• Exercise requirements: Each record should appear again in the response exactly as it does in the original.

• Available records:

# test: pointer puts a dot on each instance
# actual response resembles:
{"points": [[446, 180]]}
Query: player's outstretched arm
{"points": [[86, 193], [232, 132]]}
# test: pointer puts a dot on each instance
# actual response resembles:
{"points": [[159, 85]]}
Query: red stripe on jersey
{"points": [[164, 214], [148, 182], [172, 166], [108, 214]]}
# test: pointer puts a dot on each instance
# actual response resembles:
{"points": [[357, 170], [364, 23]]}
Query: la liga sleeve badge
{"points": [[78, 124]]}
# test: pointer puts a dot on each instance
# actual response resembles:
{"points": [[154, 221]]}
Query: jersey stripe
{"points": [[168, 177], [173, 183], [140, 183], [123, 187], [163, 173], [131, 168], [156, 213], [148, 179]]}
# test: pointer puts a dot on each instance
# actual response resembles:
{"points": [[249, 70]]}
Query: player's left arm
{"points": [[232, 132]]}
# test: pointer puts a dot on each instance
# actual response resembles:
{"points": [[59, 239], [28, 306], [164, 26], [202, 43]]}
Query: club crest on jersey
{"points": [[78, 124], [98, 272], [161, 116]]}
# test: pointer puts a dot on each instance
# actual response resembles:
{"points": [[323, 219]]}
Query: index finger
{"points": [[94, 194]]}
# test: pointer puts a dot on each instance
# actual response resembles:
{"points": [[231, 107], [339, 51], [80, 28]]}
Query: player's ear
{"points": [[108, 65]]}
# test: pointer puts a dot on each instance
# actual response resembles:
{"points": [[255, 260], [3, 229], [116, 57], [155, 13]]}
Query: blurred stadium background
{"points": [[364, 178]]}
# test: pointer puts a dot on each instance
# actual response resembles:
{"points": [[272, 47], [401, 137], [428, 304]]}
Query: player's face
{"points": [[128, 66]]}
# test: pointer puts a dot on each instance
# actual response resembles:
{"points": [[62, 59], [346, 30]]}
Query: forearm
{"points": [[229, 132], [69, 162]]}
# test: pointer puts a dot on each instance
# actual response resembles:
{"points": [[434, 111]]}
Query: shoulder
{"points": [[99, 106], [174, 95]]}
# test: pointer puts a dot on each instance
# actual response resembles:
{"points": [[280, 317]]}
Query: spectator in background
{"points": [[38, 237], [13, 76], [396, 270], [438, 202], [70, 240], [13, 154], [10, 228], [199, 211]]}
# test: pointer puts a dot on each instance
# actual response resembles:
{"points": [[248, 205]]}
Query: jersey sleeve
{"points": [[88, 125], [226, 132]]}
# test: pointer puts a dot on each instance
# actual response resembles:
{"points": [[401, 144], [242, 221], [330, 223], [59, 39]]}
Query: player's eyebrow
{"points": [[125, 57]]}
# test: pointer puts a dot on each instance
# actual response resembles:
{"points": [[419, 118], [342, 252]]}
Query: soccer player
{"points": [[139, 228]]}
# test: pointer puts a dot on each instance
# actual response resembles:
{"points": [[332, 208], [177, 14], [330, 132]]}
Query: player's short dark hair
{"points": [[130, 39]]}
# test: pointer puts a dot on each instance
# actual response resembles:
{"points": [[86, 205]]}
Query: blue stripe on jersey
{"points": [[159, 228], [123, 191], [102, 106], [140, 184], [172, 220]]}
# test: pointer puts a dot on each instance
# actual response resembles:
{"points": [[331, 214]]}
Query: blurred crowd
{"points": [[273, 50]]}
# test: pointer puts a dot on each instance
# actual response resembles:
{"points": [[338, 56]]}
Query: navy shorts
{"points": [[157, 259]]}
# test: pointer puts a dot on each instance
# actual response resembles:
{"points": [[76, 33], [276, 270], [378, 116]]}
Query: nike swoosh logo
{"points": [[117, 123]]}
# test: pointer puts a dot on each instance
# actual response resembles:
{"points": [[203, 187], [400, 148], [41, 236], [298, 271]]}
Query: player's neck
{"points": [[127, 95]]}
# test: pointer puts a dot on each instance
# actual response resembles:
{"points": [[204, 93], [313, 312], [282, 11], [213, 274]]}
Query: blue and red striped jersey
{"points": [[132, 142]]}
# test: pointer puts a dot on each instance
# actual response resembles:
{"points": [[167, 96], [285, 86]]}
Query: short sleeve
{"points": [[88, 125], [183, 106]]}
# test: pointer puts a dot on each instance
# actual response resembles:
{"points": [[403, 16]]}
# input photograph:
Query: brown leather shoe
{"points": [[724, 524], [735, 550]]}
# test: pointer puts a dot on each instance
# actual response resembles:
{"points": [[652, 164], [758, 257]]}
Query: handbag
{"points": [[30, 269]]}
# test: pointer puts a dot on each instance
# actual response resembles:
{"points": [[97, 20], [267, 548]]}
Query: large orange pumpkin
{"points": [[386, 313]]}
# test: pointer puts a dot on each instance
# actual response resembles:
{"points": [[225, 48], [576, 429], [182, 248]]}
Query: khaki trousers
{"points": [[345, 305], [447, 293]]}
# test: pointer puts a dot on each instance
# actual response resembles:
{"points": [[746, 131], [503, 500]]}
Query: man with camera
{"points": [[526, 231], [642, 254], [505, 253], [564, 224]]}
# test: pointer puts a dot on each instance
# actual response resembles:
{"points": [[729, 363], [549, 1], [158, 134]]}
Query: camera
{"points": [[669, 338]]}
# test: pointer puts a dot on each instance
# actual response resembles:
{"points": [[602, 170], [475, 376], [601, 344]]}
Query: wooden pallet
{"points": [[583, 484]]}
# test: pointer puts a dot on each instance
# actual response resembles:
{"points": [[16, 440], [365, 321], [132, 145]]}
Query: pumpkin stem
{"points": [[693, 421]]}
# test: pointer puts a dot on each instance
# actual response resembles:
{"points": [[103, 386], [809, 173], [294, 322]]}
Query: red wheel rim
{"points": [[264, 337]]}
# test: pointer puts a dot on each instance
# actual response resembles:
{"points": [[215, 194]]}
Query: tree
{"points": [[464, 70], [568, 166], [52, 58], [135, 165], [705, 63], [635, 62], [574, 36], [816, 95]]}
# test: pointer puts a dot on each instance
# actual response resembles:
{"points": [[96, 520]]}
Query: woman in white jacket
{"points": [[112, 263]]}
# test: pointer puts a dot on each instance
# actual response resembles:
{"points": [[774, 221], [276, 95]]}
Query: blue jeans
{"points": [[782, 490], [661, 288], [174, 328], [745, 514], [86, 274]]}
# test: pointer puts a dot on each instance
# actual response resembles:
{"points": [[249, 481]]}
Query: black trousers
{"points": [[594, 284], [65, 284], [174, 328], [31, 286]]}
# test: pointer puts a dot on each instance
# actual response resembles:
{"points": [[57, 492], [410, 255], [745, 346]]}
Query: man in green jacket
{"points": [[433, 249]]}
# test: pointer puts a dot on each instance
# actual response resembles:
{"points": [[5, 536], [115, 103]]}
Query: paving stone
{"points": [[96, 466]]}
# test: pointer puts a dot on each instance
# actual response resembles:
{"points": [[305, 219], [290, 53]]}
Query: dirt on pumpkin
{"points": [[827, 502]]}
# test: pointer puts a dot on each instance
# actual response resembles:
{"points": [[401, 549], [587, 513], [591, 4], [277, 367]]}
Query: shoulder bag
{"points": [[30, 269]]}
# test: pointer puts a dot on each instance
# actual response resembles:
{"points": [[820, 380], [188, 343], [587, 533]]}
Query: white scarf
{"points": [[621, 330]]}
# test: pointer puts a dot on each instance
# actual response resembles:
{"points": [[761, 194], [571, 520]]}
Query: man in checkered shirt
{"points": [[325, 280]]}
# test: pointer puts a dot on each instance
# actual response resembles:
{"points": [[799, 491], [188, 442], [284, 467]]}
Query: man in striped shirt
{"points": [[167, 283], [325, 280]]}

• Solution to this task:
# test: pointer puts a dot on each instance
# actual response resembles:
{"points": [[446, 180]]}
Query: player's outstretched arm
{"points": [[86, 193], [232, 132]]}
# test: pointer puts a dot on each instance
# actual response resembles:
{"points": [[159, 85]]}
Query: red stripe on jersey
{"points": [[164, 214], [148, 182], [172, 166], [108, 214]]}
# test: pointer puts a dot on each instance
# actual response resembles:
{"points": [[357, 170], [364, 23]]}
Query: la liga sleeve badge
{"points": [[78, 124]]}
# test: pointer puts a dot on each instance
# actual response resembles:
{"points": [[154, 221]]}
Query: jersey stripe
{"points": [[168, 177], [173, 183], [140, 183], [123, 187], [163, 173], [131, 168], [156, 213], [148, 179]]}
# test: pointer puts a dot on each instance
# actual response resembles:
{"points": [[249, 70]]}
Query: player's left arm
{"points": [[232, 132]]}
# test: pointer puts a dot on each instance
# actual response resembles:
{"points": [[59, 239], [28, 306], [164, 26], [202, 43]]}
Query: club crest on jersey
{"points": [[78, 124], [98, 272], [161, 116]]}
# test: pointer puts a dot on each instance
# actual response resembles:
{"points": [[323, 219]]}
Query: index finger
{"points": [[94, 194]]}
# test: pointer puts a dot on each instance
# actual response resembles:
{"points": [[231, 107], [339, 51], [80, 28]]}
Query: player's ear
{"points": [[108, 65]]}
# test: pointer puts a dot on each instance
# actual response resembles:
{"points": [[255, 260], [3, 229], [116, 57], [155, 13]]}
Query: blurred stadium background
{"points": [[364, 178]]}
# test: pointer puts a dot on each instance
# actual response resembles:
{"points": [[272, 47], [401, 137], [428, 304]]}
Query: player's face
{"points": [[128, 66]]}
# test: pointer puts a dot on each instance
# actual response resembles:
{"points": [[62, 59], [346, 30]]}
Query: forearm
{"points": [[229, 132], [69, 162]]}
# test: pointer puts a dot on each instance
# actual response resembles:
{"points": [[434, 111]]}
Query: shoulder
{"points": [[99, 106], [174, 95]]}
# test: pointer puts a dot on each instance
# actual response resembles:
{"points": [[280, 317]]}
Query: spectator in background
{"points": [[38, 237], [13, 76], [396, 270], [438, 202], [70, 240], [13, 154], [10, 228], [199, 211]]}
# test: pointer puts a dot on each instance
# actual response resembles:
{"points": [[248, 205]]}
Query: jersey sleeve
{"points": [[88, 125], [226, 132]]}
# test: pointer puts a dot on each instance
# actual response resembles:
{"points": [[401, 144], [242, 221], [330, 223], [59, 39]]}
Query: player's eyebrow
{"points": [[125, 57]]}
# test: pointer puts a dot on each instance
# actual response resembles:
{"points": [[419, 118], [342, 252]]}
Query: soccer player
{"points": [[139, 228]]}
# test: pointer puts a dot on each instance
# actual response resembles:
{"points": [[332, 208], [177, 14], [330, 132]]}
Query: player's short dark hair
{"points": [[130, 39]]}
# test: pointer puts a dot on each instance
# actual response resembles:
{"points": [[86, 205]]}
Query: blue stripe on jersey
{"points": [[159, 228], [123, 191], [102, 106], [140, 184], [172, 220]]}
# test: pointer puts a dot on each instance
# actual response resembles:
{"points": [[331, 214]]}
Query: blurred crowd
{"points": [[273, 50]]}
# test: pointer puts a dot on each instance
# actual response resembles:
{"points": [[338, 56]]}
Query: navy shorts
{"points": [[157, 259]]}
# test: pointer puts a dot on each instance
# actual response resembles:
{"points": [[76, 33], [276, 270], [378, 116]]}
Query: nike swoosh logo
{"points": [[117, 123]]}
# test: pointer puts a dot on each instance
# actual response resembles:
{"points": [[203, 187], [400, 148], [41, 236], [298, 271]]}
Query: player's neck
{"points": [[127, 95]]}
# test: pointer puts a dot on each instance
# actual response resembles:
{"points": [[204, 93], [313, 312], [282, 11], [213, 274]]}
Query: blue and red striped jersey
{"points": [[132, 142]]}
# test: pointer puts a dot on each instance
# actual response resembles:
{"points": [[167, 96], [285, 86]]}
Query: short sleeve
{"points": [[88, 125], [183, 106]]}
# test: pointer puts a dot on each instance
# actual response resembles:
{"points": [[403, 16]]}
# input photograph:
Query: brown leather shoe
{"points": [[724, 524], [735, 550]]}
# test: pointer puts a dot on each instance
# actual response resembles:
{"points": [[652, 164], [758, 257]]}
Query: handbag
{"points": [[30, 269]]}
# test: pointer puts a dot on each instance
# actual response resembles:
{"points": [[97, 20], [267, 548]]}
Query: large orange pumpkin
{"points": [[386, 313]]}
# test: pointer puts a dot on each instance
# actual response resembles:
{"points": [[225, 48], [576, 429], [182, 248]]}
Query: khaki trousers
{"points": [[345, 305], [447, 293]]}
# test: pointer puts a dot on each instance
# actual response resembles:
{"points": [[746, 131], [503, 500]]}
Query: man with camera
{"points": [[526, 231], [642, 254], [505, 253], [564, 224]]}
# test: pointer puts a dot on each instance
# actual response resembles:
{"points": [[729, 363], [549, 1], [158, 134]]}
Query: camera
{"points": [[669, 338]]}
# test: pointer puts a dot on each instance
# actual response resembles:
{"points": [[602, 170], [475, 376], [601, 344]]}
Query: wooden pallet
{"points": [[583, 484]]}
# test: pointer puts a dot on each instance
# actual response resembles:
{"points": [[16, 440], [365, 321], [132, 145]]}
Query: pumpkin stem
{"points": [[693, 421]]}
# test: pointer puts a dot on each instance
# actual response resembles:
{"points": [[103, 386], [809, 173], [294, 322]]}
Query: red wheel rim
{"points": [[264, 337]]}
# test: pointer puts a dot on each instance
# actual response resembles:
{"points": [[215, 194]]}
Query: tree
{"points": [[464, 70], [568, 166], [52, 58], [135, 165], [705, 63], [635, 62], [574, 36], [816, 95]]}
# test: pointer puts a dot on each instance
# actual response resembles:
{"points": [[96, 520]]}
Query: woman in white jacket
{"points": [[112, 263]]}
# test: pointer puts a dot on each instance
# actual response resembles:
{"points": [[774, 221], [276, 95]]}
Query: blue jeans
{"points": [[782, 490], [661, 288], [174, 328], [745, 514], [86, 274]]}
# test: pointer puts a dot on each instance
# actual response resembles:
{"points": [[249, 481]]}
Query: black trousers
{"points": [[594, 284], [65, 284], [174, 328], [31, 286]]}
# test: pointer puts a dot on each instance
# actual response resembles:
{"points": [[57, 492], [410, 255], [745, 346]]}
Query: man in green jacket
{"points": [[433, 249]]}
# test: pointer puts a dot on each instance
# actual response resembles:
{"points": [[5, 536], [115, 103]]}
Query: paving stone
{"points": [[96, 466]]}
# test: pointer puts a dot on each instance
# actual response resembles:
{"points": [[305, 219], [290, 53]]}
Query: dirt on pumpkin
{"points": [[827, 502]]}
# test: pointer puts a dot on each instance
# actual response resembles:
{"points": [[401, 549], [587, 513], [591, 4], [277, 367]]}
Query: shoulder bag
{"points": [[30, 269]]}
# test: pointer puts a dot on each instance
# actual response resembles:
{"points": [[820, 380], [188, 343], [587, 533]]}
Query: white scarf
{"points": [[621, 330]]}
# test: pointer puts a dot on each instance
# actual response resembles:
{"points": [[761, 194], [571, 520]]}
Query: man in checkered shirt
{"points": [[325, 280]]}
# test: pointer puts a dot on each instance
# actual response resembles:
{"points": [[799, 491], [188, 442], [284, 467]]}
Query: man in striped shirt
{"points": [[167, 283], [325, 280]]}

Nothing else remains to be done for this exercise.